Related public corpus pages

Deterministic links based on shared title/citation terms and QDRO / retirement / family-law retrieval scores.

Clean opinion text

J-A04004-21

 2021 PA Super 200

 THERESA CUTH IN THE SUPERIOR COURT
 OF PENNSYLVANIA
 Appellant

 v.

 BRIAN A. CUTH

 Appellee No. 1203 EDA 2020

 Appeal from the Decree Entered May 1, 2020
 In the Court of Common Pleas of Lehigh County
 Civil Division at No: 2015-FC-1102

BEFORE: STABILE, J., KING, J., and PELLEGRINI, J.*

OPINION BY STABILE, J.: FILED OCTOBER 06, 2021

 Appellant, Theresa Cuth, appeals from the May 1, 2020 decree of

divorce. We affirm.

 On August 13, 2015, Appellant filed a complaint for divorce and

equitable distribution against Appellee, Brian A. Cuth, after twenty-two years

of marriage. An appointed Master conducted a hearing on September 17,

2017, and filed a report on August 21, 2018. The trial court entered a

preliminary order and decree implementing the report on August 21, 2018.

On December 27, 2018, the trial court entered a qualified domestic relations

order ("QDRO") regarding Appellee's pension from the Whitehall Township

Police Pension Fund and Trust (the "Trust"). Under the QDRO Appellant would

____________________________________________

* Retired Senior Judge assigned to the Superior Court.
 J-A04004-21

receive survivor benefits under the pension if Appellee predeceased her. The

Trust rejected the QDRO in part, stating that Appellant, as a former spouse,

is ineligible for survivorship benefits under Appellee's pension.1 In specific:

 Paragraph 9 of the original Pension QDRO provided that
 Appellant was entitled to a portion of the survivor benefit payable
 under the Police Pension Plan in the event that Appellee remarries
 and predeceases Appellant. The Administrator of [the Trust]
 determined that Paragraph 9 is ‘not enforceable under the Plan
 and applicable law' and thus, that it would not be accepted.

* [Data provided]:
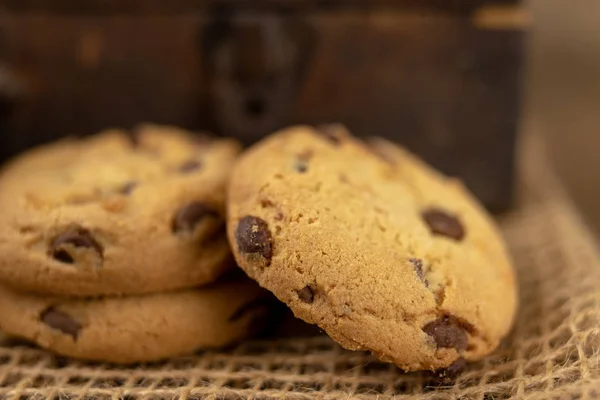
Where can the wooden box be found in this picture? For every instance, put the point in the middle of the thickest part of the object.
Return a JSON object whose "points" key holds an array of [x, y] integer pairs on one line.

* [Instructions]:
• 1. In the divorce appeal opinion, on what date did Appellant file her complaint for divorce and equitable distribution?
• 2. Update the stretch of the divorce appeal opinion from "preliminary order and" through "the Superior Court.", changing "Whitehall Township" to "Lehigh County".
• 3. Carry on the divorce appeal opinion from its last sentence.
The lines above aren't needed here.

* [Exercise results]:
• 1. August 13, 2015

• 2.
preliminary order and decree implementing the report on August 21, 2018.

On December 27, 2018, the trial court entered a qualified domestic relations

order ("QDRO") regarding Appellee's pension from the Lehigh County

Police Pension Fund and Trust (the "Trust"). Under the QDRO Appellant would

____________________________________________

* Retired Senior Judge assigned to the Superior Court.

• 3.
Trial Court Opinion, 7/20/20, at 2. Appellant refused to execute a revised

QDRO omitting Paragraph 9 and on April 17, 2019 the trial court remanded

the matter to the Master for creation of a new equitable distribution scheme.

 The Master conducted a hearing on July 9, 2019. Appellant maintained

that she thought Paragraph 9 of the QDRO should be approved under the

township's ordinance. N.T. Hearing, 7/9/19, at 16-20. She did not, however,

take any legal action against Whitehall Township to enforce Paragraph 9. Id.

at 39. The parties also addressed the possibility of Appellant obtaining an

insurance policy on Appellee's life in lieu of a portion of the survivor benefits

of Appellant's pension.2 Appellant testified that a policy would cost $200 to

$900 per month, depending on the duration and value of the policy. Id. at

____________________________________________

1 See generally, Police Pension Fund Act, 53 P.S. 761, et seq.

2 Appellant's inability to obtain survivor benefits under Appellee's pension was
the only remaining equitable distribution issue. The parties agreed upon the
division of the pension during Appellee's post-retirement lifetime, and they
agreed upon the division of their other assets. N.T. Hearing, 7/9/19, at 28-
34.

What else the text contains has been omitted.